SET OF TASKS:
1. From the discussion about subtitles, list every sound description quoted in square brackets.
2. Please rewrite the paragraph in the discussion about subtitles that begins "This is a skill." as a shorter version that keeps its main facts.
3. Extend the discussion about subtitles with a new comment that follows its last one.

TEXT SEGMENT:
I'm from Europe so used to subtitles from early age. My wife is Canadian, and first little while of our dating was bewildered with subtitles.
Now though, literally all my Canadian in-laws use subtitles, intergenerationalLy - they're used to them, and addicted to knowing what the heck is going on :)
I mean, I do "try" in the sense that about half the movies I watch are foreign, and therefore require subtitles. Despite this, I really do feel that I miss out on a lot of what is happening in terms of cinematography and creative directorial choices because I'm spending about 1/3 to 1/2 of the time reading the subtitles.
>I find it impossible to concentrate on what is happening visually on screen in a film when closed captions are on.
This is a skill. I would have agreed with you 20 years ago but at some point I started putting them on because I could only afford a shitty audio setup and dramas got really mumbly. Took a while, but I learned to not be distracted by the subtitles.
They mix sound differently now as well. I can’t follow speech in many shows and movies because voice volume is low and the background crap is too high.
I wish there was a CC mode for “I’m not deaf, I just don’t catch the quiet mumbly dialog sometimes so give me captions only of the dialog.”
Bonus if it’s delayed by exactly 2 seconds, so that it doesn’t spoil jokes, and I can quickly reference it if I missed something someone said (helping me avoid fixating on the captions.)
Because it’s the CC descriptions of music swells and things like “[laughs] and “[crying]”, etc that are distracting for me, and not needed.
What’s worse, sometimes they ruin comedic timing by putting the punchline on the screen before the setup has finished (or logical equivalent of a punchline… comedy is often found in timing) and the captions ruin the timing.
There is on some shows. For those the choice is between "English" and "English [CC]" or similar; the former omits descriptions of noises. Most don't have this, probably because it's not provided by the producers.
Agreed on timing issues. This also seems to vary by show/producer.
There usually is (but not always). It is something like English vs English [for hearing impaired].
As a non-native English speaker I’m used to watching most television and movies with subtitles. The extra sound descriptions don’t bother me too much actually. Sometimes it is kind of funny actually, it is a running joke in my home to count the times a show has [ominous music].

RAW DATA:
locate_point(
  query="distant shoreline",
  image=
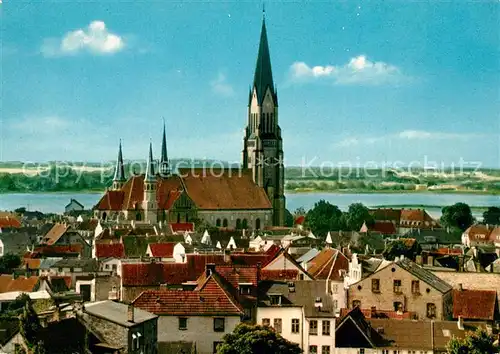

IN RESPONSE:
1.
[laughs]
[crying]
[ominous music]

2. The writer calls watching with subtitles a learnable skill. Twenty years ago they would have agreed that captions were distracting. They began using them because a cheap audio setup made dramas too mumbly to follow. Over time they learned not to be distracted by them.

3.
That’s the difference between subtitles and closed captions: one is for people who don’t speak that language but can hear in general, the other is for people who can’t hear at all.
> Bonus if it’s delayed by exactly 2 seconds, so that it doesn’t spoil jokes, and I can quickly reference it if I missed something someone said (helping me avoid fixating on the captions.)
This is the exact reason why I vastly prefer playing media on my own media player. I have it set to always delay subtitles by exactly 2 seconds. I even have the font overridden to use a nice geometric sans (Josefin Sans, to be exact); subtitles with bitmap fonts (like they are on DVD and Blu-ray) are disabled outright.
Every time there's a new person watching something with me, they comment on the subtitle delay. It usually starts with a complaint that the subs are off-sync. Never had someone (yet) stick to that complaint though, after this explanation. But, nobody I've met has previously recognised a need for such a delay, either. Until they watch something with me, of course.
> Bonus if it’s delayed by exactly 2 seconds, so that it doesn’t spoil jokes, and I can quickly reference it if I missed something someone said (helping me avoid fixating on the captions.)
I think that'd ruin me more than not having subtitles at all, because I just get stuck at reading the subtitles all the time if they are on (which, I have on 99% of the time). I go so far to avoid content that doesn't have subtitles.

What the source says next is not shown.